But before you think we're insanely narcissistic, there's a reason: Because it makes us feel good. Research suggests that discussing the self activates the same areas of the brain for reward and pleasure that are usually associated with stimuli such as sex, cocaine, and good food. So if you want to be a nicer person, then make someone's day by letting them talk about their favorite subject, themselves.
Did you know that the simple act of hugging someone can benefit their physical and emotional health? According to Dr. Mercola, psychotherapist Virginia Satir once said: "We need 4 hugs a day for survival. We need 8 hugs a day for maintenance. We need 12 hugs a day for growth." Mercola says a 20-second hug (and 10-minutes of hand-holding) increases our "love hormone" oxytocin and "reduces the harmful physical effects of stress, including its impact on your blood pressure and heart rate."
Neurologist Shekar Raman told The Huffington Post: "A hug, pat on the back, and even a friendly handshake are processed by the reward center in the central nervous system, which is why they can have a powerful impact on the human psyche, making us feel happiness and joy… And it doesn’t matter if you’re the toucher or touchee. The more you connect with others, on even the smallest physical level, the happier you’ll be." So don't keep your hands to yourself. The power of touch is real and you have it in your grasp.
It's drummed into us as children, but while you bemoaned at the repetition as a youngster, you should probably thank your parents now. Turns out, saying please and thank you is more than just a sign of good manners. A study found that expressing gratitude and providing positive feedback actually boosts people's self-esteem and made them feel "more socially valued." According to Psych Central, "gratitude is more than just a social nicety, or a way of making the helper feel good; it reassures others their help was actually appreciated and it encourages further prosocial behavior." So do a good deed and show people you care with a few very special words: please and thank you.
So you know how your manners affect others, you're letting people talk about themselves, and sprinkling that happiness around, but what about you? Don't leave yourself last, because psychologist Rick Hanson says "kindness to yourself is kindness to others." Taking care of yourself has a positive ripple effect on others. "As your own well-being increases, you’re more able and likely to be patient, supportive, forgiving, and loving," he wrote. "To take care of them, you’ve got to take care of yourself; otherwise, you start running on empty. As you grow happiness and other inner strengths inside yourself, you’ve got more to offer to others." So treat yourself with the same respect you'd treat others and not only will it change your life, but the lives of others too.
How much awareness do you have of the people around you? Have you ever stopped to think that the reason someone's being negative could be a result of other burdens or mishaps in their lives? Try reframing your initial judgment through the lens of mindfulness. Tune into their needs, show empathy and compassion, simply be more aware of the underlying reasons why someone might be behaving negatively. So what is mindfulness? According to Psychology Today, it's simply the opposite of mindlessness. The best part is you can start practicing today, and as research scientist John Teasdale said: "Mindfulness isn't difficult. What's difficult is to remember to be mindful."

DATASET SECTION
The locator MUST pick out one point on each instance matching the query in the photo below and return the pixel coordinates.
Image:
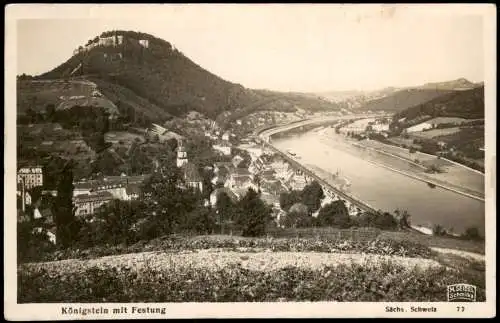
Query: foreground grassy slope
(468, 104)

WORK REQUIRED
List every person the text on kindness and happiness above names.

ANSWER BELOW
Dr. Mercola, Virginia Satir, Shekar Raman, Rick Hanson, John Teasdale